Could you output all of the records below exactly as they appear?

-=-=-=-=-

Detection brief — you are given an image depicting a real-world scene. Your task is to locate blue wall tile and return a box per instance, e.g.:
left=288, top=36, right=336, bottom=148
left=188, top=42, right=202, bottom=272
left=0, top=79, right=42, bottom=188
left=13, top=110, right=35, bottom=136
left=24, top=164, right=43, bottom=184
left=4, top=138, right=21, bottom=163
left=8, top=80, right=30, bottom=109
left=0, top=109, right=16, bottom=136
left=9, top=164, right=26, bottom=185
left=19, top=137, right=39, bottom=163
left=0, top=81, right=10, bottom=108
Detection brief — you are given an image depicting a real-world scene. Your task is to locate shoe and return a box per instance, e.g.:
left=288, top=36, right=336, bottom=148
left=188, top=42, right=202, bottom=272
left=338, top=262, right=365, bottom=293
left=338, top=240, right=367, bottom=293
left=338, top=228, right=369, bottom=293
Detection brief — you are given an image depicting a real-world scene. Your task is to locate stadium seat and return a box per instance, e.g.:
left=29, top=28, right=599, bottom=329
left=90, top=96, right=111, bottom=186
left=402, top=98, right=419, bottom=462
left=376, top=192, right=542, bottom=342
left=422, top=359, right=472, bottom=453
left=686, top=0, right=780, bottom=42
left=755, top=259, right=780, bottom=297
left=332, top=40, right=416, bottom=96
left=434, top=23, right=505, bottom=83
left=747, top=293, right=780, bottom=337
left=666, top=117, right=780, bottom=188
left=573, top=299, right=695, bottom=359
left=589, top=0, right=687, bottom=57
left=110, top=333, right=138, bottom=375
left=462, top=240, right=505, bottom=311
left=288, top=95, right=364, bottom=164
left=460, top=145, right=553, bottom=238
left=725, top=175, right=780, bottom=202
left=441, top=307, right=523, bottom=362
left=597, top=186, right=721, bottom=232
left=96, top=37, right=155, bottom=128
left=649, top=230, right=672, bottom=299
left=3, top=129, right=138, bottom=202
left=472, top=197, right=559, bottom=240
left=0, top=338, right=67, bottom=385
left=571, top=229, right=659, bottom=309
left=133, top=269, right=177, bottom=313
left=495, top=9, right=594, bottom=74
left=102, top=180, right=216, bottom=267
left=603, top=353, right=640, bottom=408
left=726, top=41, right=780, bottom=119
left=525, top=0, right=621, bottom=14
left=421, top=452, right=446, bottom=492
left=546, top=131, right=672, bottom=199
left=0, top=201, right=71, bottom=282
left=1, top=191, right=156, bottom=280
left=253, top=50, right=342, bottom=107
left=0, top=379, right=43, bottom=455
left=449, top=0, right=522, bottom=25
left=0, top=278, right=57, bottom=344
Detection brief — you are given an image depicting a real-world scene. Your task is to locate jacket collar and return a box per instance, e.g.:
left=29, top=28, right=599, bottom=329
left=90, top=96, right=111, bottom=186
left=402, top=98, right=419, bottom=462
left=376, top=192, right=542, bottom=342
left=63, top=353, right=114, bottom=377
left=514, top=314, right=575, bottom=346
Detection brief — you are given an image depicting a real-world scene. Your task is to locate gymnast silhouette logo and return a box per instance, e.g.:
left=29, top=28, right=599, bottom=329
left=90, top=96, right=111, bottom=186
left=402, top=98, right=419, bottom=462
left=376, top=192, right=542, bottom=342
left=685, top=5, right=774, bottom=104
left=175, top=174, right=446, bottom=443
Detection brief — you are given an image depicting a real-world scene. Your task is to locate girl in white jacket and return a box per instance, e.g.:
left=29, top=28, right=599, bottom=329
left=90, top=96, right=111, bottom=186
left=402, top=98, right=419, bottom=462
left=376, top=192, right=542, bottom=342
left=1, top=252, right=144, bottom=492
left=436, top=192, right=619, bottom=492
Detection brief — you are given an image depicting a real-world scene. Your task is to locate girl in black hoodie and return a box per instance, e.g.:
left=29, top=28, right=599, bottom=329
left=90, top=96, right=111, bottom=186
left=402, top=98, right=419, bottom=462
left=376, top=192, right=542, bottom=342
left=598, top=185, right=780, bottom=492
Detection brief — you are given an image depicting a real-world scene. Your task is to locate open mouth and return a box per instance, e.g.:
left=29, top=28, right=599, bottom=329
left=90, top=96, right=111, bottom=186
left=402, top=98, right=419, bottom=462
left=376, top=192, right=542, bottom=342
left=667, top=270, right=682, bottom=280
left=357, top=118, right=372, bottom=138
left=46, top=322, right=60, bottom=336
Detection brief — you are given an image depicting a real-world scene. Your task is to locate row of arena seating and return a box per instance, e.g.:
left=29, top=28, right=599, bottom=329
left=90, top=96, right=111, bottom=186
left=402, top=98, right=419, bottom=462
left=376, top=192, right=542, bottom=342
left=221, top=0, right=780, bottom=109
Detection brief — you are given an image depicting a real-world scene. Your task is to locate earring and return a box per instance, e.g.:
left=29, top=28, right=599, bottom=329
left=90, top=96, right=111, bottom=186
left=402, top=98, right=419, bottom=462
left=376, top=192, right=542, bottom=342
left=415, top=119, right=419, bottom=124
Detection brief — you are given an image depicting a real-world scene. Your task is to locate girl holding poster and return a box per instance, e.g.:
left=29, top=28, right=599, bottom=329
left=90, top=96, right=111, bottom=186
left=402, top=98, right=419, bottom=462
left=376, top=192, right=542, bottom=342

-=-=-=-=-

-- Answer box --
Detection brief — you are given an image depicting a real-world scene. Your task is to locate blue wall tile and return a box per instance, e.g.:
left=288, top=36, right=336, bottom=148
left=188, top=42, right=202, bottom=272
left=0, top=79, right=42, bottom=188
left=13, top=110, right=35, bottom=136
left=24, top=164, right=43, bottom=184
left=4, top=138, right=21, bottom=163
left=8, top=80, right=30, bottom=109
left=0, top=109, right=16, bottom=136
left=9, top=164, right=26, bottom=185
left=19, top=137, right=39, bottom=163
left=0, top=81, right=10, bottom=108
Detection brief — you are given an image depicting a real-world scene. Your task is to locate shoe and return a box per instance, e.g.:
left=288, top=36, right=336, bottom=148
left=188, top=42, right=202, bottom=272
left=338, top=262, right=365, bottom=293
left=338, top=240, right=367, bottom=293
left=338, top=228, right=369, bottom=293
Detection brief — you are given an image depicting a real-world scene. Your task is to locate stadium seat and return a box per instance, e.g.:
left=29, top=28, right=599, bottom=329
left=90, top=96, right=111, bottom=186
left=402, top=98, right=419, bottom=462
left=376, top=192, right=542, bottom=342
left=422, top=359, right=472, bottom=453
left=686, top=0, right=780, bottom=42
left=755, top=259, right=780, bottom=297
left=332, top=40, right=416, bottom=96
left=434, top=23, right=505, bottom=83
left=747, top=293, right=780, bottom=337
left=666, top=117, right=780, bottom=188
left=573, top=299, right=695, bottom=359
left=589, top=0, right=687, bottom=57
left=110, top=333, right=138, bottom=375
left=462, top=240, right=505, bottom=311
left=288, top=95, right=364, bottom=164
left=460, top=145, right=553, bottom=238
left=725, top=175, right=780, bottom=202
left=441, top=307, right=523, bottom=362
left=597, top=186, right=721, bottom=232
left=96, top=37, right=155, bottom=128
left=649, top=230, right=672, bottom=299
left=3, top=129, right=138, bottom=202
left=472, top=197, right=559, bottom=240
left=0, top=338, right=67, bottom=385
left=571, top=229, right=659, bottom=309
left=133, top=269, right=177, bottom=313
left=495, top=9, right=594, bottom=74
left=102, top=180, right=216, bottom=267
left=603, top=353, right=640, bottom=408
left=726, top=41, right=780, bottom=119
left=525, top=0, right=621, bottom=14
left=421, top=452, right=446, bottom=492
left=546, top=131, right=672, bottom=199
left=0, top=201, right=71, bottom=282
left=1, top=191, right=156, bottom=280
left=253, top=50, right=342, bottom=107
left=0, top=379, right=43, bottom=455
left=449, top=0, right=522, bottom=25
left=0, top=278, right=57, bottom=344
Detection brief — you are given an image depicting a real-world scene. Your task is to locate jacket collar and return a box per instance, e.g.:
left=29, top=28, right=599, bottom=329
left=90, top=96, right=111, bottom=186
left=402, top=98, right=419, bottom=462
left=376, top=192, right=542, bottom=342
left=63, top=353, right=114, bottom=377
left=514, top=314, right=575, bottom=346
Detection brief — you are given an image depicting a real-world scene. Your task is to locate gymnast silhouette logo and return a box per instance, e.g.:
left=29, top=28, right=599, bottom=329
left=90, top=96, right=111, bottom=186
left=402, top=98, right=419, bottom=462
left=376, top=192, right=542, bottom=342
left=685, top=5, right=774, bottom=104
left=175, top=174, right=446, bottom=443
Detection brief — you are given an image depicting a real-world scene. Your task is to locate girl in white jacket and return a box per instance, e.g.:
left=29, top=28, right=599, bottom=329
left=90, top=96, right=111, bottom=186
left=402, top=98, right=419, bottom=462
left=376, top=192, right=542, bottom=342
left=1, top=252, right=144, bottom=492
left=436, top=192, right=619, bottom=492
Detection brief — you are given an image depicting a real-world scene. Your task is to locate girl in black hoodie and return a box per instance, e.g.:
left=29, top=28, right=599, bottom=329
left=90, top=96, right=111, bottom=186
left=402, top=98, right=419, bottom=462
left=376, top=192, right=542, bottom=342
left=598, top=185, right=780, bottom=492
Detection brief — you are given an image depicting a real-world scene. Your task is to locate open mouth and return a box per instance, e.g.:
left=29, top=28, right=599, bottom=329
left=90, top=96, right=111, bottom=186
left=402, top=98, right=419, bottom=462
left=376, top=192, right=542, bottom=342
left=667, top=270, right=682, bottom=280
left=357, top=118, right=372, bottom=138
left=46, top=322, right=60, bottom=336
Detection brief — you are given an image depicting a real-world scene. Your task is to locate row of arena seating and return a box per instance, e.g.:
left=29, top=28, right=599, bottom=329
left=90, top=96, right=111, bottom=186
left=402, top=98, right=419, bottom=462
left=376, top=192, right=542, bottom=342
left=221, top=0, right=780, bottom=109
Detection brief — you are given an image depicting a real-world scene. Your task is to locate earring and return a box per instance, e.g.:
left=29, top=28, right=599, bottom=329
left=90, top=96, right=111, bottom=186
left=402, top=98, right=419, bottom=462
left=376, top=192, right=542, bottom=342
left=415, top=119, right=419, bottom=124
Detection brief — you are given an image depicting a real-world scene. Your task is to locate girl holding poster and return a box per instance, e.g.:
left=29, top=28, right=599, bottom=329
left=90, top=96, right=111, bottom=186
left=402, top=98, right=419, bottom=462
left=376, top=192, right=542, bottom=342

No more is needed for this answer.